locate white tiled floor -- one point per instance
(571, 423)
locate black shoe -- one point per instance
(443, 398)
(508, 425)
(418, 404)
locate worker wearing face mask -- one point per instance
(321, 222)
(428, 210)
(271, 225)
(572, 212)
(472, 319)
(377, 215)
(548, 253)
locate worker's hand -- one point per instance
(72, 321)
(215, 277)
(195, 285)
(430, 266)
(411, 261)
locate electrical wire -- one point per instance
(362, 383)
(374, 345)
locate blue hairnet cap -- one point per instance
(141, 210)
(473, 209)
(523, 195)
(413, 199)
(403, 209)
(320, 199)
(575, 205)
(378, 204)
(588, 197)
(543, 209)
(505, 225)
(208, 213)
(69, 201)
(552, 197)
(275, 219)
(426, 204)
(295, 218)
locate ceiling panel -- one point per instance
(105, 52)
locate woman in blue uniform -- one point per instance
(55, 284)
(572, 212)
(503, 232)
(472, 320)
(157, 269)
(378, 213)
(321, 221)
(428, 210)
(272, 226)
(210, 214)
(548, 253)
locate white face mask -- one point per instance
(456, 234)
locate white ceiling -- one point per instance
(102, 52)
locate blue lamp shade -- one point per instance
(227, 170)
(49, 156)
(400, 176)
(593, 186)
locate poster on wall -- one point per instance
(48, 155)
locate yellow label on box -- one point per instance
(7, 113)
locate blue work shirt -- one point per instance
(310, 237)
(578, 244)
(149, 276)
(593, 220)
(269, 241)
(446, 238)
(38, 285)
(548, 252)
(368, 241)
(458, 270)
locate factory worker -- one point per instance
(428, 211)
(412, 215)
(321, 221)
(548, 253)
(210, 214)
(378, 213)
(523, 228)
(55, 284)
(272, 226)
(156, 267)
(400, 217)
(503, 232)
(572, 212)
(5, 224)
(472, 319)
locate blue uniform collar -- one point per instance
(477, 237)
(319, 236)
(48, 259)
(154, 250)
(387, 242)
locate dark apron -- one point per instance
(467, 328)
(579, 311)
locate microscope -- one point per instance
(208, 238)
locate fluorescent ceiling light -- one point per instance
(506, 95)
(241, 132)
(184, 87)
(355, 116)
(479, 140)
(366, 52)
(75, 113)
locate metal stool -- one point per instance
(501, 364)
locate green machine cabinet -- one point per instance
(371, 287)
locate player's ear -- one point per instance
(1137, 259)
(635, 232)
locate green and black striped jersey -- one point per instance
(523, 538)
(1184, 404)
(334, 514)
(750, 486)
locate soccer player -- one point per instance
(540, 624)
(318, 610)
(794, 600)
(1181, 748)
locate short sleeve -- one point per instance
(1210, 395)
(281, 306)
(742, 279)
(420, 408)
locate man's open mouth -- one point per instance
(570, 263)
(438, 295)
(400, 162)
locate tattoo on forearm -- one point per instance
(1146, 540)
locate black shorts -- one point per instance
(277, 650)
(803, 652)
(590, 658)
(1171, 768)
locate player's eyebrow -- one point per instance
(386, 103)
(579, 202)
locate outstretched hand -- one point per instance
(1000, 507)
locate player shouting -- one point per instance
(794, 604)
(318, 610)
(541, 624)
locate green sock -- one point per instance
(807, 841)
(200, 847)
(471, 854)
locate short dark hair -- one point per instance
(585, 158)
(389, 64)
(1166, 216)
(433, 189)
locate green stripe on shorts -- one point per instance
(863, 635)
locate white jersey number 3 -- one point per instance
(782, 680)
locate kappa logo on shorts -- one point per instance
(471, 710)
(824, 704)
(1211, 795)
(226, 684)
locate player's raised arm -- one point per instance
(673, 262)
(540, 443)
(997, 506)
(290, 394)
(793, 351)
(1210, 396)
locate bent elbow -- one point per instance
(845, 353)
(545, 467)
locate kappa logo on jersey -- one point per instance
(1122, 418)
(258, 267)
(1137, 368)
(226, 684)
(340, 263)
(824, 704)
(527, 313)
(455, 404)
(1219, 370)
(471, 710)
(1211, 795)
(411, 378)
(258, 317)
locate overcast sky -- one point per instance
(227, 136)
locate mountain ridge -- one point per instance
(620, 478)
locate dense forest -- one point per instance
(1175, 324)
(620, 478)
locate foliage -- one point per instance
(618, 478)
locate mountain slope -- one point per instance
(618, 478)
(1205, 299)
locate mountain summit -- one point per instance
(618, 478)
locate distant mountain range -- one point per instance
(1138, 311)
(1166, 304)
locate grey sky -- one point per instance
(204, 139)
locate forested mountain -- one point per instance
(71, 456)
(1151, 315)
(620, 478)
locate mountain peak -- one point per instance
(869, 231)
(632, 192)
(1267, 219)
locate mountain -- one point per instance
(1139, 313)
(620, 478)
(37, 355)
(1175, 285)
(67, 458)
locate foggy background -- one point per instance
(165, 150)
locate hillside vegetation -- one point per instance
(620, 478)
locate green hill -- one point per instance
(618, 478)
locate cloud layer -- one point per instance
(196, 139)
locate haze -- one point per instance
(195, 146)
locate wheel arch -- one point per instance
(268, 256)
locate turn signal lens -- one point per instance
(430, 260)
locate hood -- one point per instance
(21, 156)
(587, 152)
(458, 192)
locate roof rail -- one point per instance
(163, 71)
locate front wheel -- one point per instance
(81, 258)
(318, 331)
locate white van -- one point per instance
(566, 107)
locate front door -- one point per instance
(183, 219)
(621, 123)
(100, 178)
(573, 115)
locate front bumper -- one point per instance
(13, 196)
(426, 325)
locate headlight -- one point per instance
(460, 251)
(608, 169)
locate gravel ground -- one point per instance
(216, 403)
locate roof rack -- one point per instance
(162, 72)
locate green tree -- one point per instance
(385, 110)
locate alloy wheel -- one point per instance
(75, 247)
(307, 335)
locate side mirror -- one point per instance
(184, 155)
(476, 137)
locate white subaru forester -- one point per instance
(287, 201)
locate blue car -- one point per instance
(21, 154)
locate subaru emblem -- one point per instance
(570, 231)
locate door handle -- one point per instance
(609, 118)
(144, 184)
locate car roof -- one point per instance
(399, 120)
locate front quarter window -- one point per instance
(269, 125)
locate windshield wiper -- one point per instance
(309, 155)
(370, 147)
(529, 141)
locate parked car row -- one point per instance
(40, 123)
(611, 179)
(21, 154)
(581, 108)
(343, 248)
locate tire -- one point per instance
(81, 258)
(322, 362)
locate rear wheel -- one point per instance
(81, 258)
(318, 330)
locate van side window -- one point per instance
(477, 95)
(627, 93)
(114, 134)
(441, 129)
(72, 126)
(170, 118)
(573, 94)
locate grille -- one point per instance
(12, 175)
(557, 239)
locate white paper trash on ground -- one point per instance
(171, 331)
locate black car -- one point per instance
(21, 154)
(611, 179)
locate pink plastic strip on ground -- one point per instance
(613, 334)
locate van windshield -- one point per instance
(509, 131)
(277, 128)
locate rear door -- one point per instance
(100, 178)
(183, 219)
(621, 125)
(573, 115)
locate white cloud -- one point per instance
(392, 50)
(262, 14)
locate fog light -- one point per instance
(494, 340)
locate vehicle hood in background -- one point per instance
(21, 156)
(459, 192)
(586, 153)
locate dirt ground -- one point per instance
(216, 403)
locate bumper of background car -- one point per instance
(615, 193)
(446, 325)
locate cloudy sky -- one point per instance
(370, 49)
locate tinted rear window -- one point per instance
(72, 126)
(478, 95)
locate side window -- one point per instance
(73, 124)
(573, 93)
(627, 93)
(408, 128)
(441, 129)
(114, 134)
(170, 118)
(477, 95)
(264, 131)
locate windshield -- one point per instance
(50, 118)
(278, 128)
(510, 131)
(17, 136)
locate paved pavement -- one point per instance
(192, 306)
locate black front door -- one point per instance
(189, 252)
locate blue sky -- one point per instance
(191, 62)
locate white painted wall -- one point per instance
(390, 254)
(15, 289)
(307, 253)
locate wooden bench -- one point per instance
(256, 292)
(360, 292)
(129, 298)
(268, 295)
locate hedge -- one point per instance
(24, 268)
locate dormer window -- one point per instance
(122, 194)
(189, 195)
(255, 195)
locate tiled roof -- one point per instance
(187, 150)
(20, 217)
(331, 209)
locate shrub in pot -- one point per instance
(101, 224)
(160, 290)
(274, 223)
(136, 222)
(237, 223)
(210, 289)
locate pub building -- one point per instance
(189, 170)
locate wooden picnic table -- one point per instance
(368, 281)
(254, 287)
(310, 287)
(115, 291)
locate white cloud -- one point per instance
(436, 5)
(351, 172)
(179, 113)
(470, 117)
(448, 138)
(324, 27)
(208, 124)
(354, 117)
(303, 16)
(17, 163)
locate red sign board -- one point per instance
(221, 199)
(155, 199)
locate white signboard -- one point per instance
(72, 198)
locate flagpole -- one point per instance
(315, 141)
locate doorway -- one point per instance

---------------

(Task statement)
Recast the data as a Markdown table with the columns Number and Content, beginning with the line containing "locate white jersey" and continuing through the line containing "(1267, 219)", both included. Number each line in order and leave out any blank lines.

(Written solution)
| Number | Content |
|---|---|
| 1 | locate white jersey number 3 -- one point per instance |
| 2 | (782, 680) |
| 3 | locate kappa logo on shorts -- one point per instance |
| 4 | (471, 710) |
| 5 | (824, 704) |
| 6 | (1211, 795) |
| 7 | (226, 684) |
| 8 | locate player's raised arm -- one point per instance |
| 9 | (673, 262) |
| 10 | (540, 443) |
| 11 | (997, 506) |
| 12 | (290, 394) |
| 13 | (793, 351) |
| 14 | (1210, 396) |
| 15 | locate bent elbow -- one point per instance |
| 16 | (845, 353) |
| 17 | (545, 467) |
| 18 | locate kappa logo on jersey -- one point per instance |
| 19 | (1122, 418) |
| 20 | (258, 267) |
| 21 | (1137, 368) |
| 22 | (226, 684) |
| 23 | (340, 263) |
| 24 | (824, 704) |
| 25 | (527, 313) |
| 26 | (455, 404) |
| 27 | (1219, 370) |
| 28 | (471, 710) |
| 29 | (1211, 795) |
| 30 | (411, 378) |
| 31 | (258, 317) |
| 32 | locate overcast sky -- one point per instance |
| 33 | (227, 136) |
| 34 | locate mountain ridge -- one point per instance |
| 35 | (620, 478) |
| 36 | locate dense forest -- one point per instance |
| 37 | (1175, 324) |
| 38 | (620, 478) |
| 39 | locate foliage -- one point per instance |
| 40 | (618, 478) |
| 41 | locate mountain slope -- one point per instance |
| 42 | (618, 478) |
| 43 | (1205, 299) |
| 44 | locate mountain summit -- one point per instance |
| 45 | (618, 478) |
| 46 | locate distant mountain range -- one point per instance |
| 47 | (1138, 311) |
| 48 | (1166, 304) |
| 49 | locate grey sky -- one point per instance |
| 50 | (204, 139) |
| 51 | locate forested mountain -- one point per instance |
| 52 | (71, 456) |
| 53 | (1151, 315) |
| 54 | (620, 478) |
| 55 | locate mountain peak -- one point per instance |
| 56 | (869, 231) |
| 57 | (632, 192) |
| 58 | (1267, 219) |